= WORK ITEM =
Here the job is to transcribe the data verbatim while leaving each picture out.

Collected data:

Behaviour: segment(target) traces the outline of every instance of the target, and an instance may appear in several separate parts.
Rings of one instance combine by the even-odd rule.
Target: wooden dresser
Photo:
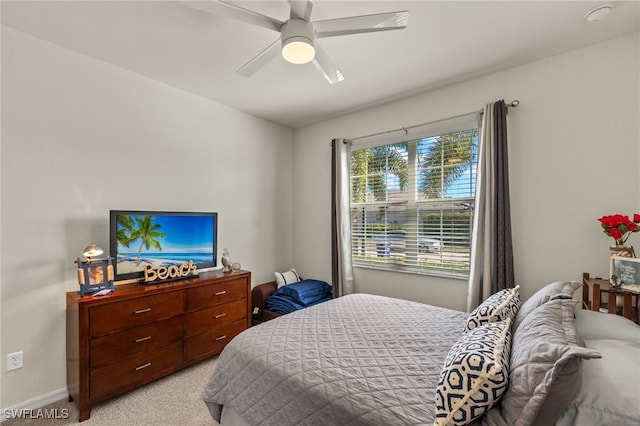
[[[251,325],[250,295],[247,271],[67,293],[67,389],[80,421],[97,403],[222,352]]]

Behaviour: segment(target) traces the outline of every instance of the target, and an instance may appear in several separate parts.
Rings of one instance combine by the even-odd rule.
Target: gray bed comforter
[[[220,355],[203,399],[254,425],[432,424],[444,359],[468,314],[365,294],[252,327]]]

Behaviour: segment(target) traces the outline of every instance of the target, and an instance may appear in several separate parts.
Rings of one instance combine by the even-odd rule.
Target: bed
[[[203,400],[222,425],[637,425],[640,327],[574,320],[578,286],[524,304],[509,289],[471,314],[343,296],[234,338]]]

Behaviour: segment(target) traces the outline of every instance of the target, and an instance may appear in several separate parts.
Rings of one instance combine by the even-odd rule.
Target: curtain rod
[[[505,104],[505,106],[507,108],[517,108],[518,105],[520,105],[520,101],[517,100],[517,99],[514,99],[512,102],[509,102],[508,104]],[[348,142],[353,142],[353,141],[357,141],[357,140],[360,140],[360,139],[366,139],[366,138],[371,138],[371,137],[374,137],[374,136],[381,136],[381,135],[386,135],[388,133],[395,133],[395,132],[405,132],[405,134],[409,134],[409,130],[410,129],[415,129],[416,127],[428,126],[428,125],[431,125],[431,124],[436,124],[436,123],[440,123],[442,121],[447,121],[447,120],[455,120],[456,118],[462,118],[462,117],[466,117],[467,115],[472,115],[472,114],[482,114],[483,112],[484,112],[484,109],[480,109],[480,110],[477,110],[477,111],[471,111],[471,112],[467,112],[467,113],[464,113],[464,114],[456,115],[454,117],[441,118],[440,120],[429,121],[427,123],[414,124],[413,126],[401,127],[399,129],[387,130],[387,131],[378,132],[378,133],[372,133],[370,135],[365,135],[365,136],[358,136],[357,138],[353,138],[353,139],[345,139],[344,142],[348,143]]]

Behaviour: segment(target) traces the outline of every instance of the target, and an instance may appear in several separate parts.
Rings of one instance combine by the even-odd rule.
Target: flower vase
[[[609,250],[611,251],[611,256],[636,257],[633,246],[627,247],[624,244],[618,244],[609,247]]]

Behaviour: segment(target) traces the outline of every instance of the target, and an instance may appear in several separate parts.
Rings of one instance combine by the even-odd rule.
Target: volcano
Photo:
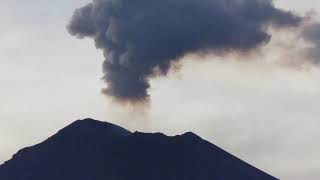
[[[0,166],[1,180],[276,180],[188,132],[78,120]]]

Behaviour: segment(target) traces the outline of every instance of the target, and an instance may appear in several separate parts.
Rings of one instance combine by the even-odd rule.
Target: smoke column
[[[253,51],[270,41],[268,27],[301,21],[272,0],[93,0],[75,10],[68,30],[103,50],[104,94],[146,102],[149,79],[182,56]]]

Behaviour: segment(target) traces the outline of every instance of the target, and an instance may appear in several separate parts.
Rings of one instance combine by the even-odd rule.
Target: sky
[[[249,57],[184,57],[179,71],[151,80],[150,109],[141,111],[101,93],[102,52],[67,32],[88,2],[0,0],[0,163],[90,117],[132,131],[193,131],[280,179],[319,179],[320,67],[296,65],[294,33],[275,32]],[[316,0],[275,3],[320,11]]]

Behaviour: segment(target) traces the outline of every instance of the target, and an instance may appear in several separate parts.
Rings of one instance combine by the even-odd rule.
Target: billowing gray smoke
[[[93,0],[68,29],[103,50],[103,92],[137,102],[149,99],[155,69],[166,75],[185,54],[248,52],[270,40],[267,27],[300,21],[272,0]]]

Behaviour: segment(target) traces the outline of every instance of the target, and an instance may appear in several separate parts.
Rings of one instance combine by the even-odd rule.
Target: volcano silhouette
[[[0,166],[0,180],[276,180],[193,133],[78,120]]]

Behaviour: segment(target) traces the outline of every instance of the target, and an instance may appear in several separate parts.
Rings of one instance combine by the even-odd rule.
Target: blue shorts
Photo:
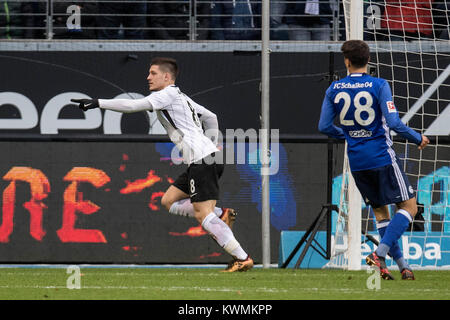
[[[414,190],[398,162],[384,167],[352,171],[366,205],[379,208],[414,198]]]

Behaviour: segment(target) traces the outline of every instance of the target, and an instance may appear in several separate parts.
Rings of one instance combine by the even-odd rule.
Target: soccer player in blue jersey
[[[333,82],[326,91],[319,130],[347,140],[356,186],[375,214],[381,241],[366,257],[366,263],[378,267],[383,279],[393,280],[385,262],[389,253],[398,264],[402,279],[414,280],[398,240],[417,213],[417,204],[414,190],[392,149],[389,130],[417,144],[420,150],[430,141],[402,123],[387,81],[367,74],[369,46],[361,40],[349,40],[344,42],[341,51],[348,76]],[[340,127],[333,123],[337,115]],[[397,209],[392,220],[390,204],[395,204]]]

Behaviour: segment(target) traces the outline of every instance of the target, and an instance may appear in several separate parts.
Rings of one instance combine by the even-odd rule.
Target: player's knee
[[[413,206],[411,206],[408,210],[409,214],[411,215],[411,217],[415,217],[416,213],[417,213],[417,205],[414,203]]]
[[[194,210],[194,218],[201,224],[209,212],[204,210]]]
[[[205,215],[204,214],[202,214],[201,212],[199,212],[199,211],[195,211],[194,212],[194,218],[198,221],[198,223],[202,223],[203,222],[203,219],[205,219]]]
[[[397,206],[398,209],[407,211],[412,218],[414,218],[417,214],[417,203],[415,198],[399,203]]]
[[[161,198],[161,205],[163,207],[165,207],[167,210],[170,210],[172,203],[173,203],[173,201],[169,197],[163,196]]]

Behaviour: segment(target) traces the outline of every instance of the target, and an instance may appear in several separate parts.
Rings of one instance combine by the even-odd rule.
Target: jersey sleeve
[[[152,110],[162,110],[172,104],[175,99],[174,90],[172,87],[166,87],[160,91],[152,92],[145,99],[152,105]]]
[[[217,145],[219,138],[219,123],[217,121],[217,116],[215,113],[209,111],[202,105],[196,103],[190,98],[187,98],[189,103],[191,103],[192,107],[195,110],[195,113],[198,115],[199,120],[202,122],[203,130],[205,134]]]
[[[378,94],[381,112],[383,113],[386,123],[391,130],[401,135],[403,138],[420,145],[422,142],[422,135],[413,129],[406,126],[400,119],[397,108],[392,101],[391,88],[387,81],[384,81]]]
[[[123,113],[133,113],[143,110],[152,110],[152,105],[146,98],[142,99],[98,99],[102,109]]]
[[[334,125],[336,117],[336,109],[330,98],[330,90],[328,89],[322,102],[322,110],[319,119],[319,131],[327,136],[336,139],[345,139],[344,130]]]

= COMPLETED TASK =
Behaviour: segment(target) traces the outline of every instance of the target, and an instance may appear in several separate parts.
Rings of one instance combine by the even-odd rule.
Target: wooden dresser
Photo:
[[[251,325],[250,295],[247,271],[67,293],[67,389],[80,421],[97,403],[222,352]]]

Behaviour: segment(target) traces the outline of every instance of the target, and an instance may appear in several separate parts.
Rings of one instance combine by the even-odd rule.
Target: gray bed comforter
[[[220,355],[203,399],[254,425],[432,424],[444,359],[468,314],[365,294],[252,327]]]

Behaviour: segment(target) traces the outline of every instance of the target, and an instance may appear in several separate parts.
Rings of one instance combine by the even-odd rule.
Target: bed
[[[203,400],[222,425],[637,425],[640,327],[574,320],[578,286],[524,304],[509,289],[471,314],[343,296],[234,338]]]

Behaviour: segment(target) traces the outline of every instance of the target, and an instance may appear in several separate parts.
Rings of one instance combine by the even-odd rule.
Target: curtain rod
[[[505,104],[505,106],[507,108],[517,108],[518,105],[520,105],[520,101],[517,100],[517,99],[514,99],[512,102],[509,102],[508,104]],[[348,142],[353,142],[353,141],[357,141],[357,140],[360,140],[360,139],[366,139],[366,138],[371,138],[371,137],[374,137],[374,136],[381,136],[381,135],[386,135],[388,133],[395,133],[395,132],[405,132],[405,134],[409,134],[409,130],[410,129],[415,129],[416,127],[428,126],[428,125],[431,125],[431,124],[436,124],[436,123],[440,123],[442,121],[447,121],[447,120],[455,120],[456,118],[462,118],[462,117],[466,117],[467,115],[472,115],[472,114],[482,114],[483,112],[484,112],[484,109],[480,109],[480,110],[477,110],[477,111],[471,111],[471,112],[467,112],[467,113],[464,113],[464,114],[456,115],[454,117],[441,118],[440,120],[429,121],[427,123],[414,124],[413,126],[401,127],[399,129],[387,130],[387,131],[378,132],[378,133],[372,133],[370,135],[365,135],[365,136],[358,136],[357,138],[353,138],[353,139],[345,139],[344,142],[348,143]]]

Behaviour: segment(target) traces the outline of every instance of the target, and an instance may appear in several separate parts.
Rings of one instance combine by the even-odd rule.
Target: flower vase
[[[609,250],[611,251],[611,256],[636,257],[633,246],[627,247],[624,244],[618,244],[609,247]]]

Behaviour: segment(target) traces the outline of every instance of the target, and an instance may appear in several separate parts.
Rings of one instance combine by the even-odd rule.
Target: volcano
Photo:
[[[0,166],[1,180],[276,180],[188,132],[78,120]]]

Behaviour: segment(target) traces the outline of every instance of the target, and an instance may appear in several separate parts.
Rings of one instance combine by the even-odd rule.
Target: smoke column
[[[253,51],[270,41],[268,27],[301,21],[272,0],[93,0],[75,10],[68,30],[103,50],[104,94],[146,102],[149,79],[182,56]]]

Behaviour: segment(target) traces the outline of every instance of the target, and an instance may appear in several separate parts.
Rings of one instance combine by the even-odd rule.
Target: sky
[[[249,57],[184,57],[179,71],[151,80],[150,109],[141,111],[101,93],[102,52],[67,32],[88,2],[0,0],[0,163],[90,117],[132,131],[193,131],[280,179],[319,179],[320,67],[296,65],[294,33],[275,32]],[[316,0],[275,3],[320,11]]]

Behaviour: segment(target) traces the outline of every instance of the target, and an instance may appear in several separate parts.
Rings of one instance combine by the even-odd rule.
Target: billowing gray smoke
[[[93,0],[68,29],[103,50],[103,92],[137,102],[149,99],[155,69],[166,75],[185,54],[248,52],[270,40],[267,27],[300,21],[272,0]]]

Behaviour: segment(target) traces the outline of every instance of the target, and an instance may appear in several separate parts.
Rings of one instance combine by the even-odd rule.
Target: volcano silhouette
[[[0,166],[0,180],[276,180],[193,133],[78,120]]]

Behaviour: segment(target) traces the outline of every instance of the target, and an instance may appear in several separate parts.
Rings of one instance combine by the even-odd rule.
Target: blue shorts
Photo:
[[[414,190],[398,162],[384,167],[352,171],[366,205],[379,208],[414,198]]]

Behaviour: segment(target) traces the outline of every instance of the target, and an instance may appear in several separate parts.
Rings of one instance combine by the even-odd rule.
Target: soccer player in blue jersey
[[[333,82],[326,91],[319,130],[347,140],[356,186],[375,214],[381,241],[366,257],[366,263],[378,267],[383,279],[393,280],[385,262],[389,253],[398,264],[402,279],[414,280],[398,240],[417,213],[417,204],[414,190],[392,149],[389,130],[417,144],[420,150],[430,141],[402,123],[387,81],[367,74],[369,46],[361,40],[349,40],[344,42],[341,51],[348,76]],[[340,127],[333,123],[337,115]],[[397,209],[392,220],[390,204],[395,204]]]

Behaviour: segment(target) traces the outline of every instance of the target, and an instance may appear in several separate parts.
Rings of one instance combine by the even-odd rule.
Target: player's knee
[[[413,206],[411,206],[408,210],[409,214],[411,215],[411,217],[415,217],[416,213],[417,213],[417,205],[414,203]]]
[[[194,210],[194,218],[201,224],[209,212],[204,210]]]
[[[205,215],[204,214],[202,214],[201,212],[199,212],[199,211],[195,211],[194,212],[194,218],[198,221],[198,223],[202,223],[203,222],[203,219],[205,219]]]
[[[397,206],[398,209],[407,211],[412,218],[414,218],[417,214],[417,203],[415,198],[399,203]]]
[[[161,198],[161,205],[163,207],[165,207],[167,210],[170,210],[172,203],[173,203],[173,201],[169,197],[163,196]]]

Behaviour: segment(target) traces the outline of every instance of the target, and an instance may appear in several separate parts.
Rings of one instance combine by the even-odd rule.
Target: jersey sleeve
[[[152,110],[162,110],[172,104],[175,99],[174,90],[172,87],[166,87],[160,91],[152,92],[145,99],[152,105]]]
[[[217,145],[219,138],[219,123],[217,121],[217,116],[215,113],[209,111],[202,105],[196,103],[190,98],[187,98],[189,103],[191,103],[192,107],[195,110],[195,113],[198,115],[199,120],[202,122],[203,130],[205,134]]]
[[[378,94],[381,112],[383,113],[386,123],[391,130],[401,135],[403,138],[420,145],[422,142],[422,135],[413,129],[406,126],[400,119],[397,108],[392,101],[391,88],[387,81],[384,81]]]
[[[123,113],[133,113],[143,110],[152,110],[152,105],[146,98],[142,99],[98,99],[102,109]]]
[[[334,125],[336,117],[336,109],[330,98],[330,90],[328,89],[322,102],[322,110],[319,119],[319,131],[327,136],[336,139],[345,139],[344,130]]]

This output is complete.